Extrahierter Text:
● ● ● ● ●
Der Film "Human Terrain" über US-Militärs: Wo Killer lernen

Der Film "Human Terrain" dokumentiert jüngste Versuche des US-Militärs, sich von Sozialwissenschaftlern beraten zu lassen - und ist ganz sicher kein Werbefilm für den Krieg.

Wie funktioniert es, Marines kulturell zu sensibilisieren? Humain Terrain versucht, Antworten zu finden. Bild: humaterrainmovie.com

Was verändert sich, wenn Sozialwissenschaftler die Armee bei der Kriegsführung beraten? Die Armee, der Krieg, die Sozialwissenschaftler? Und wenn Anthropologen sich darauf einlassen, Armeen bei der Besetzung fremder Länder zu beraten - was genau tun sie dann eigentlich? Wie funktioniert es, Marines kulturell zu sensibilisieren?

Der Dokumentarfilm "Human Terrain", von den Filmemachern David und Michael Udris und dem Professor für Internationale Politik, James Der Derian, stellt diese Fragen - und er verweigert sich einfachen Antworten. Im Jahr 2005 begann die US-Armee im Rahmen der aufkommenden Aufstandsbekämpfungsstrategien (Counterinsurgency) Anthropologen anzuwerben; das löste eine Debatte innerhalb der wissenschaftlichen Community aus.

Steht ein solches Engagement mit dem Militär nicht im direkten Widerspruch zur Unabhängigkeit und Distanz des Wissenschaftlers? Andererseits: Wenn die Kenntnisse, die Anthropologen über fremde Kulturen beizutragen haben, dazu führen können, dass Kriege weniger blutig geführt werden, ist es dann nicht ihre Pflicht, daran mitzuwirken?

Der Film zeigt Ergebnisse dieses Engagements. In langen Sequenzen sehen wir US-Soldaten in speziellen Trainingszentren in den USA, wo ganze irakische Dörfer nachgebaut wurden. Irakischstämmige Zivilisten werden als Rollenspieler eingesetzt, sie sollen den Soldaten im Training vermitteln, wie sie vorzugehen haben - bei der Suche nach Aufständischen, bei Kampfeinsätzen in städtischer Umgebung, mittendrin in einer Zivilbevölkerung, von der sie nicht wissen, ob sie ihnen freundlich oder feindlich gesinnt ist. Sie sollen lernen, die Iraker als Menschen zu begreifen und zu respektieren - aber in einer Tonaufnahme aus dem Off äußern sich die Marines abfällig über die Gagen der irakischen Statisten.
● ● ● ● ●
Eingabedaten:

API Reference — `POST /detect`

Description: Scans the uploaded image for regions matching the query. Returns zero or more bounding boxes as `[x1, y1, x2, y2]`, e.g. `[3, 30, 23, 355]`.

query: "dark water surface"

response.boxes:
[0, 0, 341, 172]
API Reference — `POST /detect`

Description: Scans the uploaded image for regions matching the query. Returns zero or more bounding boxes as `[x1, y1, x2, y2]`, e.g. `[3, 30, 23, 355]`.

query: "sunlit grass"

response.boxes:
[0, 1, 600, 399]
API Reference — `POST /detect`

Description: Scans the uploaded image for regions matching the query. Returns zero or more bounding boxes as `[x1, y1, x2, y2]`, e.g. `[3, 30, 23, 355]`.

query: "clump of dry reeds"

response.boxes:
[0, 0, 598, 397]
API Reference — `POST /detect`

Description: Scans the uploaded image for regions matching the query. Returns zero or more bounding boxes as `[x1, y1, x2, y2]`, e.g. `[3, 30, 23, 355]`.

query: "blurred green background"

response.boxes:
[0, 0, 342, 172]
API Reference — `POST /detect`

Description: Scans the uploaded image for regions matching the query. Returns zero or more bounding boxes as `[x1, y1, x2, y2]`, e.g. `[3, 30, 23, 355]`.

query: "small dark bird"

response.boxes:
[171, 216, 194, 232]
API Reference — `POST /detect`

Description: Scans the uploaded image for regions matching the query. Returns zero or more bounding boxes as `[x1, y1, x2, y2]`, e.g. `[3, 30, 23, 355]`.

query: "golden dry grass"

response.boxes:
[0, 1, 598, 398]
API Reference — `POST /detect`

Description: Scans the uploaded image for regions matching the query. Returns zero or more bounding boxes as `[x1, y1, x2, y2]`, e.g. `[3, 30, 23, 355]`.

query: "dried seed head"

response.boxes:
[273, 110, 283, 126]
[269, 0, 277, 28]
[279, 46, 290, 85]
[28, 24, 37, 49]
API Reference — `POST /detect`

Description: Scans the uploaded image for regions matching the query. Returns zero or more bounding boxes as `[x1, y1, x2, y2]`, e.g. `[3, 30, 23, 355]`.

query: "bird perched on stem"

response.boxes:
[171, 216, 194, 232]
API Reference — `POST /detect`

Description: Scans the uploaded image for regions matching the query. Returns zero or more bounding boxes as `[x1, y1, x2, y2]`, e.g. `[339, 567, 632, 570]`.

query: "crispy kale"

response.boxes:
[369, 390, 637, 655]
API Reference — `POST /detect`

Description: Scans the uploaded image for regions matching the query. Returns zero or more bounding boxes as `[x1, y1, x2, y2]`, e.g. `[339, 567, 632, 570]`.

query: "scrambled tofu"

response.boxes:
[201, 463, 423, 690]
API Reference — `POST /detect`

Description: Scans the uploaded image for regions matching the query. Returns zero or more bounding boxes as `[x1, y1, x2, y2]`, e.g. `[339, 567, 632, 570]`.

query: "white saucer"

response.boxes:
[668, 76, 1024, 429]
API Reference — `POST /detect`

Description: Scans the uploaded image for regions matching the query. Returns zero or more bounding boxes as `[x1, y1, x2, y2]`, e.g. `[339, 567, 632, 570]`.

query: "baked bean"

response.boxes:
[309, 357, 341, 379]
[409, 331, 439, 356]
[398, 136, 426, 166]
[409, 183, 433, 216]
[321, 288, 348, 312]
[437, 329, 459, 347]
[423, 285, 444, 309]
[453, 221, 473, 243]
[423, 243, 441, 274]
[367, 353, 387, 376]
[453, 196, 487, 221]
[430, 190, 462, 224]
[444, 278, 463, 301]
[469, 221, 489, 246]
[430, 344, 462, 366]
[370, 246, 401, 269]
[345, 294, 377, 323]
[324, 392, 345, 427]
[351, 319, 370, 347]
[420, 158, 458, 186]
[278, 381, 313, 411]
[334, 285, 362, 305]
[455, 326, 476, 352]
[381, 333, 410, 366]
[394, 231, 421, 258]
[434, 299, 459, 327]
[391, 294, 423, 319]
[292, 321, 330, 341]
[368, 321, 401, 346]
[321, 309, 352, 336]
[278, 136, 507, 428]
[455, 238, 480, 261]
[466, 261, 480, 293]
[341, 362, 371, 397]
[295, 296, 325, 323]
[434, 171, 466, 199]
● ● ● ● ●
Zu erledigende Aufgaben:
A - Kopiere aus dem Artikel über den Film „Human Terrain“ wortgetreu den Abschnitt von „Steht ein solches“ bis einschließlich „Pflicht, daran mitzuwirken?“.
B - Liste jede Zeile der Datensätze auf, die die Zeichenfolge „grass“ enthält. Groß- und Kleinschreibung wird dabei unterschieden.
Der Artikel und die Datensätze sind voneinander unabhängiges Material.

Antworten zur Übung:
A -
Steht ein solches Engagement mit dem Militär nicht im direkten Widerspruch zur Unabhängigkeit und Distanz des Wissenschaftlers? Andererseits: Wenn die Kenntnisse, die Anthropologen über fremde Kulturen beizutragen haben, dazu führen können, dass Kriege weniger blutig geführt werden, ist es dann nicht ihre Pflicht, daran mitzuwirken?

B -
query: "sunlit grass"
query: "golden dry grass"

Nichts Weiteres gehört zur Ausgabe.